### Document extract
+---+

This Week in Videogame Blogging is a roundup highlighting the most important critical writing on games from the past seven days.
Systems Analysis
While we often feature sections dedicated to systems of design as they are understood and expressed in games, this time the systems are those of power, control, and revolutionary action in the material world, and to that end this opening trio goes hard.
- The Freelancer | Bullet Points Monthly
Yussef Cole meditates on the irreconcilable dichotomies of the freelancer, in Armored Core and elsewhere. - WASTE EATER and the (Worthwhile) Collective Consequence | Gamesline
Franny thinks about who foots the bill for revolutionary transformation when its benefits will be left to future generations. - How Some Men Play Dungeons & Dragons on Texas’ Death Row | The Marshall Project
Keri Blakinger reports on the connections through play formed in the most isolating appendage of the carceral state.
“In the spring of 2020, Wardlow decided to start one last game, a smaller, simpler campaign that he created for a few of his friends, involving a mythical city and a quest to save a magic sword. “I’m sure you’ve seen those Final Episodes of your favorite shows,” Wardlow wrote to me in his last letter on June 24, 2020, which he composed on his prison typewriter. “That’s what this is like. Although I hope this isn’t the Final Episode.” Two weeks later, the state executed him.”
The Hot Goss
Next, let’s catch up with critical impressions from the newest games, from both the triple-A and indie ends of the spectrum.

+---+

### Stored data
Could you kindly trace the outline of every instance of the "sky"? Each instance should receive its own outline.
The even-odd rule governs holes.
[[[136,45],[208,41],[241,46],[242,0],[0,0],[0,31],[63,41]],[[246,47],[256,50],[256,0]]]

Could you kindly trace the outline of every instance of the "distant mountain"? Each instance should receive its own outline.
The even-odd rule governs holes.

+---+

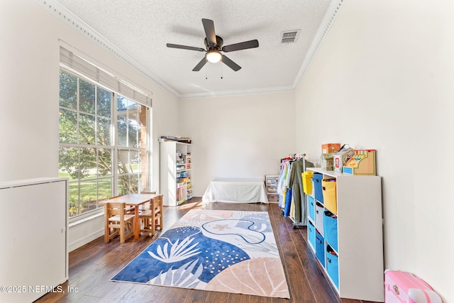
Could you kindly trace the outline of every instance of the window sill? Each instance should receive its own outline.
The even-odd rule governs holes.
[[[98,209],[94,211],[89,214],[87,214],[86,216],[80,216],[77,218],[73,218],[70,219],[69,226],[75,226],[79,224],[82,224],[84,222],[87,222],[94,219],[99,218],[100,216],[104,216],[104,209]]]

+---+

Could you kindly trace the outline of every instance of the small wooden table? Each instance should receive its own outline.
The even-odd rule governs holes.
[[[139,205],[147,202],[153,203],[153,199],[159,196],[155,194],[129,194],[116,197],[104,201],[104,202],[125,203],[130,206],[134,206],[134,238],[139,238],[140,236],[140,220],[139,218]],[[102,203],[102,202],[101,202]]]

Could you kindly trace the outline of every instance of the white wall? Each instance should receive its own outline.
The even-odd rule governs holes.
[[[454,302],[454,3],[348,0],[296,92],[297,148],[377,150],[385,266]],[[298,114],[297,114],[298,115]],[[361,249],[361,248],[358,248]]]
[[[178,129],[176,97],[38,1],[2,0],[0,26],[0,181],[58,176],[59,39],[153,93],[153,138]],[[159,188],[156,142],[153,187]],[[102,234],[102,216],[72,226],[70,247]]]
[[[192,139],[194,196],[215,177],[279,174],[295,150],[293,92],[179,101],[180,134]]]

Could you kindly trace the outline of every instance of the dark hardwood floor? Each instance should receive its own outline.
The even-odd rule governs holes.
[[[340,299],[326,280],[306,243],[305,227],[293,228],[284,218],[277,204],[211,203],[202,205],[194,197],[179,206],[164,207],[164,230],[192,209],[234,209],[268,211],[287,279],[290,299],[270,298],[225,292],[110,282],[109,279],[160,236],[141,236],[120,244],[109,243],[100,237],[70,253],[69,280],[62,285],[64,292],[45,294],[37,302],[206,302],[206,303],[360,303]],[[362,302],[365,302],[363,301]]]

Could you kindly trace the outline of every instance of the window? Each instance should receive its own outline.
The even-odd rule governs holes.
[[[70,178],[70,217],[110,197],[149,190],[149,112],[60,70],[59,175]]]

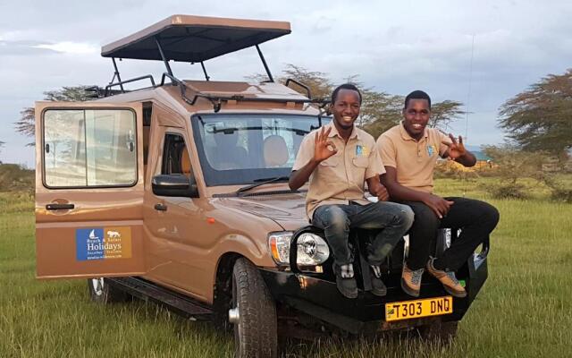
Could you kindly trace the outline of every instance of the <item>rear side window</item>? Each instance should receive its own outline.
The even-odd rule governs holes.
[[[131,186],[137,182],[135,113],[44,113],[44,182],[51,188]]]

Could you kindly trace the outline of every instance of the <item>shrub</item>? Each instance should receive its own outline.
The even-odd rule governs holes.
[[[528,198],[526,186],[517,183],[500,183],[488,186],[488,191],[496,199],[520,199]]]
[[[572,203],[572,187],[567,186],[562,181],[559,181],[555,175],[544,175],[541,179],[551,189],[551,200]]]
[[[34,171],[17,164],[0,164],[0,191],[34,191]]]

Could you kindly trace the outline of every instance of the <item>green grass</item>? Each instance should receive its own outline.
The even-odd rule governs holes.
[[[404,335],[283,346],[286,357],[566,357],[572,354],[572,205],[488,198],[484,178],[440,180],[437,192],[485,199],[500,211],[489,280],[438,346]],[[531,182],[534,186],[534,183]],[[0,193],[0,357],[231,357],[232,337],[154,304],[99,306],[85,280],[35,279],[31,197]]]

+---+

### Prompt A
From the videogame blogging roundup, list the titles of the pieces featured under "Systems Analysis," each with the outlet that published it.
### Prompt B
Carry on with the videogame blogging roundup from the point where it stops.

### Answer box A
- The Freelancer (Bullet Points Monthly)
- WASTE EATER and the (Worthwhile) Collective Consequence (Gamesline)
- How Some Men Play Dungeons & Dragons on Texas' Death Row (The Marshall Project)

### Answer box B
- Starfield makes space travel its most trivial mechanic | Polygon
Maddy Myers finds getting around in Starfield to be a little too frictionless. - Goodbye Volcano High review – killer tunes soundtrack a teen drama for the ages | Eurogamer
Alexis Ong finds a rhythym of raw authenticity in KO_OP’s work, setting it apart in a genre so often given to wistful navel-gazing.
“There is no lesson to be learned here, other than to do what you love until you can’t. It’s this fierce drive toward autonomy in the face of despair that elevates Volcano High above standard coming-of-age fare, which tends to tie up these hormonal dramatic stories with a lot of sound but no fury.”
Critical Strands
Now, let’s delve into telesthetics, Internet culture, and more.
- We Can’t Get Out Without Talking About Slenderman | Unwinnable
Emma Kostopolus traces the linkages between the Slenderman phenomenon, meme-myth propogation, and escalations to violence and specifically white nationalist violence. - Squall is Extradimensional | Unwinnable
Phoenix Simms explores the faerie telesthetics of Final Fantasy VIII.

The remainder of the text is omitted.